Data excerpts:
╭──
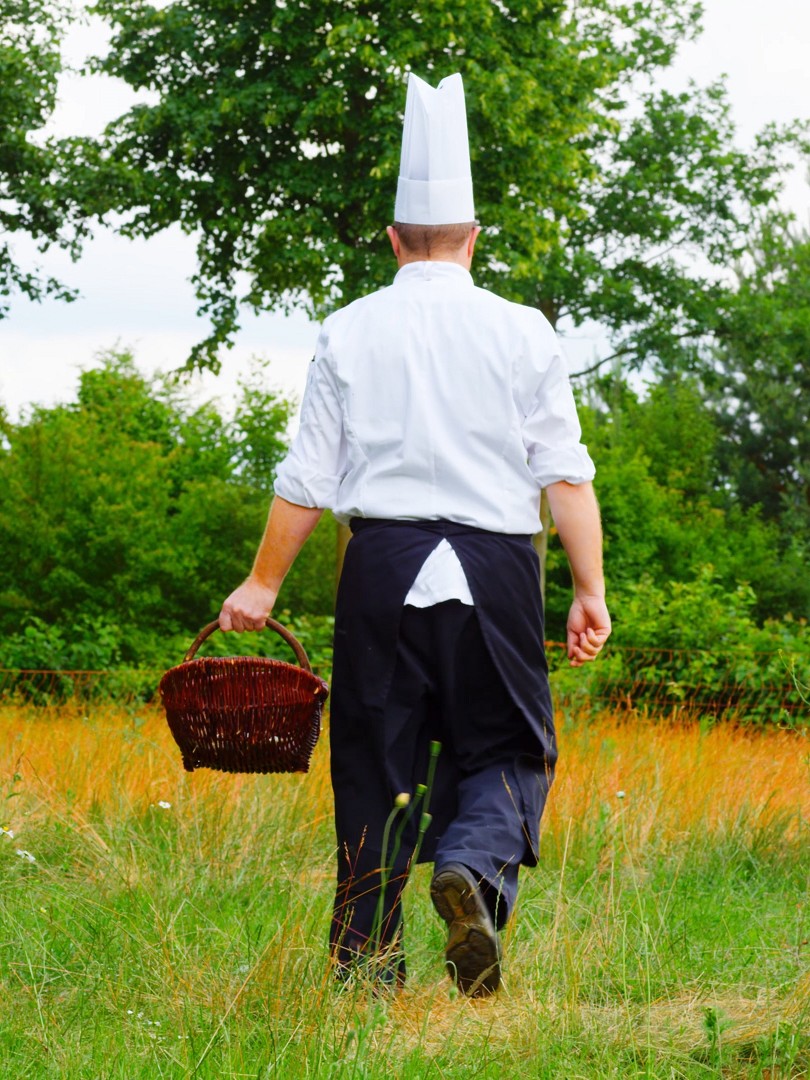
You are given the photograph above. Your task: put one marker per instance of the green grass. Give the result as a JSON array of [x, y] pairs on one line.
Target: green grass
[[190, 942]]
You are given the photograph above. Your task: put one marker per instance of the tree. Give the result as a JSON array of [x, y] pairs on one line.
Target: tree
[[135, 512], [758, 378], [665, 513], [35, 198], [275, 136]]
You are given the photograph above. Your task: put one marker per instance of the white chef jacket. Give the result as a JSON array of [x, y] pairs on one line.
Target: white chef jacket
[[435, 400]]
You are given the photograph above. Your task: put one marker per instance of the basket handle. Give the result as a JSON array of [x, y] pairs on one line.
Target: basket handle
[[272, 624]]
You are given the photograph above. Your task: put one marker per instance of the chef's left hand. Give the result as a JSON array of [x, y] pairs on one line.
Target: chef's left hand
[[589, 628]]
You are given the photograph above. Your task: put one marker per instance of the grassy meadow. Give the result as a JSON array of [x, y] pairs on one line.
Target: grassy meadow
[[174, 925]]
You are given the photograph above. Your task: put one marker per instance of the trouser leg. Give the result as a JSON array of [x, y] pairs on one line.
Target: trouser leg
[[486, 734]]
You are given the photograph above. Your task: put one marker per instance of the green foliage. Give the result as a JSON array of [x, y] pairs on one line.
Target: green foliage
[[665, 513], [696, 645], [277, 130], [34, 201], [129, 515], [758, 381]]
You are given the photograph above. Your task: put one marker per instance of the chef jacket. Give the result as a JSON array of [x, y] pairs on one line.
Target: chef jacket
[[435, 400]]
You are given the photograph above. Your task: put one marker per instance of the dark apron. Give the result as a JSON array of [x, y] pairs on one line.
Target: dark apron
[[381, 563]]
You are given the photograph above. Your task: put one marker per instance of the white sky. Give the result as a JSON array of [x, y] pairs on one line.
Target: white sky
[[137, 294]]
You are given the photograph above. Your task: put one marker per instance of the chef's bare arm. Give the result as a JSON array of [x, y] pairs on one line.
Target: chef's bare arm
[[577, 517], [287, 529]]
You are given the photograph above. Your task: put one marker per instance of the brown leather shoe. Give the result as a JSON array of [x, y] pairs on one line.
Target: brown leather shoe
[[473, 952]]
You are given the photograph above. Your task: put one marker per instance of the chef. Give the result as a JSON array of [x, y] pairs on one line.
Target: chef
[[434, 415]]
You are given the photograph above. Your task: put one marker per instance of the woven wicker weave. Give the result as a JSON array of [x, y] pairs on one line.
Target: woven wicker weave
[[244, 714]]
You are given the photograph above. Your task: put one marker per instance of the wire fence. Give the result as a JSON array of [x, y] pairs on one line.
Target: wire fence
[[741, 685]]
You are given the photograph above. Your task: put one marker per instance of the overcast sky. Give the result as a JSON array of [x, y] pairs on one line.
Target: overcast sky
[[136, 293]]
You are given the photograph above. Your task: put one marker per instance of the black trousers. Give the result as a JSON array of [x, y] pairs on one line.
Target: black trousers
[[445, 690]]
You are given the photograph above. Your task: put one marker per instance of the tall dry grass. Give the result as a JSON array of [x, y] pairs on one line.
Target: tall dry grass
[[224, 899]]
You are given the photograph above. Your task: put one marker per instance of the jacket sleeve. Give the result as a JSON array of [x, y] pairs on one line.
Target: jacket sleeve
[[552, 434], [311, 472]]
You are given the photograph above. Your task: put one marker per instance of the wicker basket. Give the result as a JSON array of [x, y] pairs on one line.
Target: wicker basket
[[244, 714]]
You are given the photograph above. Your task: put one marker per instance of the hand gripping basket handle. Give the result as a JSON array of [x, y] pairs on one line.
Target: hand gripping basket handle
[[272, 624]]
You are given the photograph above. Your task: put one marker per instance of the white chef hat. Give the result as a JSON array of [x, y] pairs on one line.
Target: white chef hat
[[435, 178]]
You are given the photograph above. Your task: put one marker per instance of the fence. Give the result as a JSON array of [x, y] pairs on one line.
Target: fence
[[750, 687]]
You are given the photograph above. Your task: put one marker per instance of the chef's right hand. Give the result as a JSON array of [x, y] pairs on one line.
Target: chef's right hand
[[247, 607]]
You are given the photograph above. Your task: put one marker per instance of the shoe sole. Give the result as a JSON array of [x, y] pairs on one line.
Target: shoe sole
[[473, 953]]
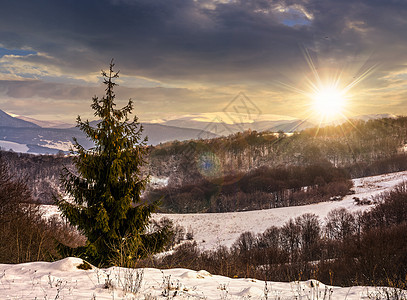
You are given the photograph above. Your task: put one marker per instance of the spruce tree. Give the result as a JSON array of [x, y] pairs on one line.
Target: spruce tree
[[106, 186]]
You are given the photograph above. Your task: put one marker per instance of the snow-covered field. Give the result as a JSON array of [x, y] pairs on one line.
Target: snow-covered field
[[212, 230], [16, 147], [63, 280]]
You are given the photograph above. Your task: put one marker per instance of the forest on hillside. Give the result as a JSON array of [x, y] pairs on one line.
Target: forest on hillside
[[249, 170]]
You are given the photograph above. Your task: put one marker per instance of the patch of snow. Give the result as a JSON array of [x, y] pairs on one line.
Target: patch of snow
[[214, 229], [60, 145], [16, 147], [63, 280], [211, 230]]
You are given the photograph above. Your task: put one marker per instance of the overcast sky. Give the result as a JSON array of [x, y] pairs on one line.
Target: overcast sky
[[178, 57]]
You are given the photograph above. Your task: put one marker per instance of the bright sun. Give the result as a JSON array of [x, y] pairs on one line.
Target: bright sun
[[329, 103]]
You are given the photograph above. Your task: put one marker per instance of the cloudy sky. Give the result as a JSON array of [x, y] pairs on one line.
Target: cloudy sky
[[179, 57]]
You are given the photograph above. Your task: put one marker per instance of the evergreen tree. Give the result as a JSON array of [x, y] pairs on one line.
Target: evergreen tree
[[107, 184]]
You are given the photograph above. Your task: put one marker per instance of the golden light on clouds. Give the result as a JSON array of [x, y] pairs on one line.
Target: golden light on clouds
[[329, 103]]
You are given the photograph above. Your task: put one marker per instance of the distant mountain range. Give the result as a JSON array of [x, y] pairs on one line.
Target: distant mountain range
[[23, 134], [19, 133]]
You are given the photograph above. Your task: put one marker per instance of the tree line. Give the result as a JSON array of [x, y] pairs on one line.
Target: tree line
[[345, 248]]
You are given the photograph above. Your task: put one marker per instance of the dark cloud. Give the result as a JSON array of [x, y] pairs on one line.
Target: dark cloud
[[178, 39]]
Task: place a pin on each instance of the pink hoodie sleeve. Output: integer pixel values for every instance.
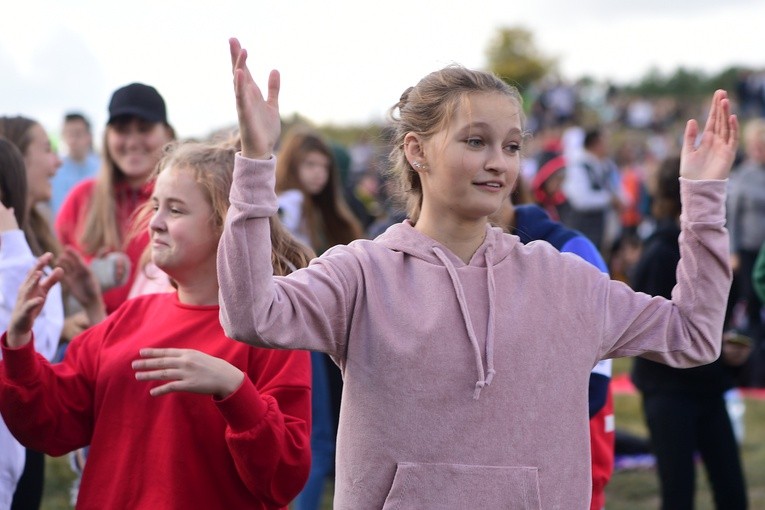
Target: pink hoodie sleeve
(686, 331)
(307, 310)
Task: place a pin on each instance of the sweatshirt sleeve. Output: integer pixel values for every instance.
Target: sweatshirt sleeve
(48, 407)
(685, 331)
(269, 425)
(308, 309)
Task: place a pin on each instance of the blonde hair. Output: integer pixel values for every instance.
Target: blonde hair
(427, 108)
(212, 167)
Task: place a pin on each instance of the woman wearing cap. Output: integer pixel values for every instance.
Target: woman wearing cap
(95, 217)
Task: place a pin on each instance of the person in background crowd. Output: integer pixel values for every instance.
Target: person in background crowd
(80, 161)
(97, 213)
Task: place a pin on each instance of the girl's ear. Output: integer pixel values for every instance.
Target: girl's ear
(415, 151)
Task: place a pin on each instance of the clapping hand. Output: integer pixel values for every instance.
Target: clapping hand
(30, 300)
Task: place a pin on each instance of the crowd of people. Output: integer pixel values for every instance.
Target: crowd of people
(258, 314)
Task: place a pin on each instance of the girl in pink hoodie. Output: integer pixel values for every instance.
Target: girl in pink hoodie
(465, 354)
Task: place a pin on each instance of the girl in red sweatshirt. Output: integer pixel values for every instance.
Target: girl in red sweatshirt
(137, 386)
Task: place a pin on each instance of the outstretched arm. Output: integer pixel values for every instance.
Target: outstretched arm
(713, 157)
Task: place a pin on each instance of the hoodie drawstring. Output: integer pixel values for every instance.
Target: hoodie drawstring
(483, 380)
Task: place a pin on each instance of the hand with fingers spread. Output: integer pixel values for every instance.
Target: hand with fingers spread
(187, 370)
(30, 301)
(714, 155)
(259, 121)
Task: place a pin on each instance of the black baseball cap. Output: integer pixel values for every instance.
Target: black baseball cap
(138, 100)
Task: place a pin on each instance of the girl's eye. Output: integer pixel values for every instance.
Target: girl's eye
(513, 147)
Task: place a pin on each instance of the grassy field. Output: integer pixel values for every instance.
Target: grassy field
(628, 490)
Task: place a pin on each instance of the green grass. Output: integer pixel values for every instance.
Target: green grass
(628, 490)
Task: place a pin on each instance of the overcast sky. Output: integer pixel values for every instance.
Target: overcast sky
(341, 61)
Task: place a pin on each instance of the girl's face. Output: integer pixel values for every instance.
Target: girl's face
(41, 164)
(184, 238)
(313, 172)
(136, 146)
(473, 163)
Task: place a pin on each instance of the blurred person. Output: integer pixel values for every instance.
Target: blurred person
(532, 223)
(80, 161)
(685, 409)
(177, 416)
(97, 213)
(313, 208)
(758, 274)
(28, 163)
(592, 189)
(746, 223)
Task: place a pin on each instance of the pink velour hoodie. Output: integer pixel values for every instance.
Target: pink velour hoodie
(465, 385)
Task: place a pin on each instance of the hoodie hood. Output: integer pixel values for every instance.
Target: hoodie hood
(405, 238)
(496, 246)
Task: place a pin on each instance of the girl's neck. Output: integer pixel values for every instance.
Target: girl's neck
(198, 293)
(462, 239)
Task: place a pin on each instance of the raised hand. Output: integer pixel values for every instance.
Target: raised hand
(187, 370)
(30, 301)
(714, 155)
(259, 121)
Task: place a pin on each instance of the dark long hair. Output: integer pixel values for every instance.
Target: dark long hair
(37, 230)
(327, 214)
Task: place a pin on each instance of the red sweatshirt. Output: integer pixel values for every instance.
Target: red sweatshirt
(182, 450)
(70, 222)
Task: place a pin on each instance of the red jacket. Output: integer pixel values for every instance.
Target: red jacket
(177, 451)
(71, 221)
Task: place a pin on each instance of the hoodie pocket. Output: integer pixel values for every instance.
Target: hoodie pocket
(458, 486)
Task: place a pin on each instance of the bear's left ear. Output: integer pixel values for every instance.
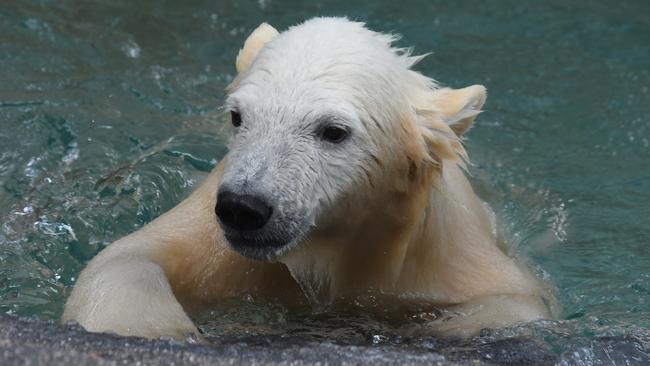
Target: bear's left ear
(262, 35)
(459, 107)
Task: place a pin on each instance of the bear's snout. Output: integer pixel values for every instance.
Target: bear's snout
(242, 212)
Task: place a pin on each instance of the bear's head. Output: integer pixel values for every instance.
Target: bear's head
(334, 134)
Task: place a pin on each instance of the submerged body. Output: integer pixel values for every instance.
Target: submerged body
(344, 177)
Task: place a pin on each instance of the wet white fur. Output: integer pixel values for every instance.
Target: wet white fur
(388, 211)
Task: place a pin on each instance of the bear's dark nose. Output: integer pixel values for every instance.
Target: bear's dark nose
(242, 212)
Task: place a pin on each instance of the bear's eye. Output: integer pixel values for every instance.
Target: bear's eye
(334, 134)
(235, 118)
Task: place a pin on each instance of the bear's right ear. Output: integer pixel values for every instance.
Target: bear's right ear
(263, 34)
(459, 107)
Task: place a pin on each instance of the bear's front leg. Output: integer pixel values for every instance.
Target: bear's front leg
(129, 296)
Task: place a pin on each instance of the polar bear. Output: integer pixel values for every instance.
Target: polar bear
(345, 176)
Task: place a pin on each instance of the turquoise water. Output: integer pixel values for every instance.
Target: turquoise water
(109, 116)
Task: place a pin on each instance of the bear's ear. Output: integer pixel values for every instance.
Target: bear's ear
(254, 43)
(459, 107)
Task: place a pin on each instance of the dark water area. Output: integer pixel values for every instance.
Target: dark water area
(110, 115)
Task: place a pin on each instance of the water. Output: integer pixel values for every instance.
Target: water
(110, 116)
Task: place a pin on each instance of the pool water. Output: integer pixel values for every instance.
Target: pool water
(109, 116)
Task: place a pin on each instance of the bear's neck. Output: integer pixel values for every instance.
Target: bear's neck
(433, 245)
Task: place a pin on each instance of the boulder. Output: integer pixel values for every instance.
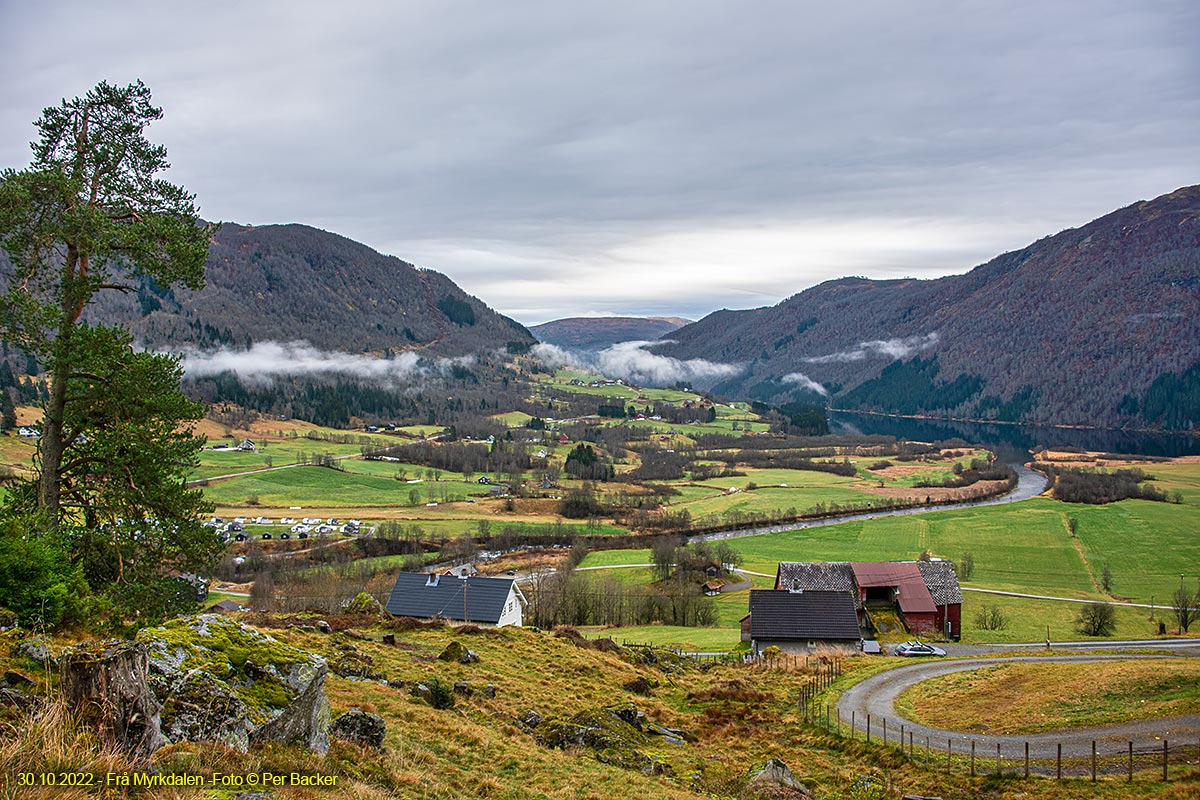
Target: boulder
(772, 776)
(360, 727)
(39, 649)
(305, 721)
(107, 683)
(258, 689)
(197, 707)
(607, 734)
(456, 651)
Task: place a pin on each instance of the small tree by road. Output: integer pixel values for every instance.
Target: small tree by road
(1097, 619)
(1186, 607)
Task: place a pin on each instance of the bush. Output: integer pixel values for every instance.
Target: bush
(37, 582)
(991, 618)
(1097, 619)
(441, 693)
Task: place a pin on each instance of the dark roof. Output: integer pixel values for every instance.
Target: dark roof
(226, 606)
(815, 576)
(803, 615)
(942, 582)
(421, 595)
(912, 595)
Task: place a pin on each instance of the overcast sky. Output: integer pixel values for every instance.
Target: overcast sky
(663, 158)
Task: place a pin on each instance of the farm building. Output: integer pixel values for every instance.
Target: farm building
(925, 594)
(799, 621)
(477, 600)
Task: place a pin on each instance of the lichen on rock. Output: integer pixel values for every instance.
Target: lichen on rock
(221, 680)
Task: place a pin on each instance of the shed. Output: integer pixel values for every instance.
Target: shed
(478, 600)
(799, 621)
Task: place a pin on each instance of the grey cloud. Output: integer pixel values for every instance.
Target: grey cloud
(589, 136)
(804, 382)
(631, 361)
(891, 349)
(265, 361)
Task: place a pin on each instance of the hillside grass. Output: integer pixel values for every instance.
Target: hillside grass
(1024, 698)
(735, 716)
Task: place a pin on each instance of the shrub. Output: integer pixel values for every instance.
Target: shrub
(991, 618)
(1097, 619)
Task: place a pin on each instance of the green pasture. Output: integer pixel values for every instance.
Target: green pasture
(310, 486)
(1183, 479)
(1145, 545)
(1029, 618)
(771, 499)
(511, 419)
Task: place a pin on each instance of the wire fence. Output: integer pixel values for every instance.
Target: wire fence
(1143, 758)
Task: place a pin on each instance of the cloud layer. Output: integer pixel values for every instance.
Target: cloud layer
(265, 361)
(629, 157)
(889, 349)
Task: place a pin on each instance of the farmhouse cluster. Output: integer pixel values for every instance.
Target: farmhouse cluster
(834, 605)
(839, 603)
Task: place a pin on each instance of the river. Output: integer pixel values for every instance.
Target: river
(1011, 443)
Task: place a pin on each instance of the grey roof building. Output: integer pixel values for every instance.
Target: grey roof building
(483, 601)
(801, 620)
(942, 582)
(816, 576)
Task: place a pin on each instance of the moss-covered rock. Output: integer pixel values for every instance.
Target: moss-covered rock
(613, 734)
(252, 680)
(201, 708)
(364, 603)
(456, 651)
(360, 727)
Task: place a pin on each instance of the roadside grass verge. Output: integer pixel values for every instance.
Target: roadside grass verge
(1024, 698)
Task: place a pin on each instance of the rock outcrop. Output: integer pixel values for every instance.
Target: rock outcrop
(220, 680)
(360, 727)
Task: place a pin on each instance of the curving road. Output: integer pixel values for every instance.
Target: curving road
(876, 696)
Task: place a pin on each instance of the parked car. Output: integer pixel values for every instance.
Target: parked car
(917, 649)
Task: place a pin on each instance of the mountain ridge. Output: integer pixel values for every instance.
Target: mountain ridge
(599, 332)
(293, 282)
(1078, 328)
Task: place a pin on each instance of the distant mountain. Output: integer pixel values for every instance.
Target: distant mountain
(294, 282)
(1096, 325)
(599, 332)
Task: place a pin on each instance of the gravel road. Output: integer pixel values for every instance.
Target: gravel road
(876, 696)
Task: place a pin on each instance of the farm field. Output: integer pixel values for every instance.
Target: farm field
(1017, 698)
(1020, 547)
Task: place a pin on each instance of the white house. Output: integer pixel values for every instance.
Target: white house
(477, 600)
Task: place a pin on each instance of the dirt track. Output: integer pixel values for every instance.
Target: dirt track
(876, 697)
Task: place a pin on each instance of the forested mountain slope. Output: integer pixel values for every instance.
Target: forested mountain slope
(1095, 325)
(294, 282)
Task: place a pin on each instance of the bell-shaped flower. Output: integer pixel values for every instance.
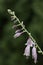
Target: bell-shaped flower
(34, 54)
(30, 42)
(17, 34)
(27, 51)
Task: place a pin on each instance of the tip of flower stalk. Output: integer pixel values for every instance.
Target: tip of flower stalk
(10, 12)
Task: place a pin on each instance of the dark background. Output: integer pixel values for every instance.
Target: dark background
(11, 50)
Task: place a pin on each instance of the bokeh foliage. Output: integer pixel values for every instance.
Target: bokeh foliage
(29, 11)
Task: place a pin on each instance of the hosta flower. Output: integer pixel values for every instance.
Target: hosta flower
(17, 34)
(27, 51)
(34, 54)
(17, 31)
(30, 42)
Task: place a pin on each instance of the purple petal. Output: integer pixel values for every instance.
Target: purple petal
(27, 51)
(34, 54)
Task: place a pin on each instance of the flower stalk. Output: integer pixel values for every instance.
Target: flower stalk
(25, 30)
╰──
Write out exactly the lines above from the line with "Task: place a pin on each instance of the girl's face." through the line with "Task: place a pin on each instance of the blurred", both of them included, and leave out all other lines.

* Solution for this exercise:
Task: place a pin on each instance of the girl's face. Output: integer pixel values for every instance.
Target: girl's face
(41, 164)
(184, 238)
(313, 172)
(136, 146)
(473, 163)
Task: place a pin on each instance of the blurred person. Output: integer pixel values for every instance.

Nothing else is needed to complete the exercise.